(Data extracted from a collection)
+===+

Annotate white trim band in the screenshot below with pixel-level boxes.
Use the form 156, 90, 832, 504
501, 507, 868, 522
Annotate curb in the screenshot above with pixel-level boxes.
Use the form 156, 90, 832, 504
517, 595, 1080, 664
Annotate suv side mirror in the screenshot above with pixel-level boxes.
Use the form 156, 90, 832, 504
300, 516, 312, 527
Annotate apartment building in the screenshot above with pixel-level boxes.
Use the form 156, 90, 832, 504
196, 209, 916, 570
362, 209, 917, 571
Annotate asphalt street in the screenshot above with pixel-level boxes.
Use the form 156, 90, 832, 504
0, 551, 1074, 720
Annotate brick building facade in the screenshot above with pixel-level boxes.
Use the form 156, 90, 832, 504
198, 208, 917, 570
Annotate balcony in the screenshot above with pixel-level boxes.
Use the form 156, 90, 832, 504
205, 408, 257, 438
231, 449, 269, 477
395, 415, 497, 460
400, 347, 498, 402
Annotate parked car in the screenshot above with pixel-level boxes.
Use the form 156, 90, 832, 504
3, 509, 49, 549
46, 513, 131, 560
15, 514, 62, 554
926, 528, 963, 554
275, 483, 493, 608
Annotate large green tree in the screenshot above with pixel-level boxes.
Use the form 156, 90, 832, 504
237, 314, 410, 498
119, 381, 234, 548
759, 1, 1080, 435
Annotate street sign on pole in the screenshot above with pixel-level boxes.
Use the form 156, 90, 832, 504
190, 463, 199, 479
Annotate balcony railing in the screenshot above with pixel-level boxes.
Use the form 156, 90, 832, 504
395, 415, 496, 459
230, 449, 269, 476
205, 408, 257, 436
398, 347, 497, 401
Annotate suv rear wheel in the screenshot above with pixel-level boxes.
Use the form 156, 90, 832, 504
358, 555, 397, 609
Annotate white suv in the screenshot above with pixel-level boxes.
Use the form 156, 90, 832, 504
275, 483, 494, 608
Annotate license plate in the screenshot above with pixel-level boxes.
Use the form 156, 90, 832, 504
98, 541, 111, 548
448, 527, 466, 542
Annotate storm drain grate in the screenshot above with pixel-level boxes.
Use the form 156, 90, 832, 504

+===+

→ **Problem details**
Using the data above, restate every record word for word.

→ **Exercise result**
Annotate white trim band in the screenshot below with pixel-level boxes.
Use the form 156, 90, 832, 504
501, 507, 868, 522
Annotate curb in the screenshot above with pixel-level boxes.
Use the form 156, 90, 832, 504
517, 595, 1080, 664
Annotate suv side mirror in the screenshot above with pixel-level boxes.
Use the form 156, 90, 832, 504
300, 516, 312, 527
Annotate apartment building in the screenshot above with pixel-level boxes.
Use the form 156, 90, 832, 504
196, 209, 916, 570
362, 209, 917, 571
Annotate asphalt street in the screenshot above with pixel-level boxes.
Use the form 156, 90, 832, 504
0, 551, 1074, 720
Annotate brick building facade in the screenshot above with pixel-level boxes.
Use the form 156, 90, 832, 504
198, 208, 917, 570
Annotate balcony in the screenshot above with pixel-level boxes.
Use the form 156, 90, 832, 504
205, 408, 257, 438
231, 449, 269, 477
395, 415, 497, 460
400, 347, 498, 402
Annotate parked car in the screenshot above with pixel-level boxes.
Use the form 156, 90, 832, 504
3, 509, 49, 549
46, 513, 131, 560
15, 514, 62, 554
926, 528, 963, 554
275, 483, 493, 608
Annotate large green tree in the screenshot above with pixel-level boxes.
Use the form 156, 90, 832, 504
237, 314, 410, 498
119, 381, 234, 548
759, 1, 1080, 435
Annotate street sign on pole in the screenshot above with pixel-level boxes.
Use the form 156, 90, 832, 504
190, 463, 199, 479
Annotate balcony railing in the screenshot above with pixel-level boxes.
Use the form 156, 90, 832, 504
395, 415, 496, 459
230, 449, 269, 476
205, 408, 257, 436
398, 347, 497, 401
Annotate suv rear wheel in the screenshot above with pixel-level boxes.
Use the form 156, 90, 832, 504
358, 555, 397, 609
Annotate white suv in the screenshot above with pixel-level boxes.
Use the form 156, 90, 832, 504
275, 483, 494, 608
Annotate license plate in the screenshot above with pixel-level boxes.
Use the form 156, 90, 832, 504
98, 541, 111, 548
448, 527, 466, 542
Annotate storm drain grate in the screenshot above with pixel-level boxes.
Use the form 156, 90, 832, 504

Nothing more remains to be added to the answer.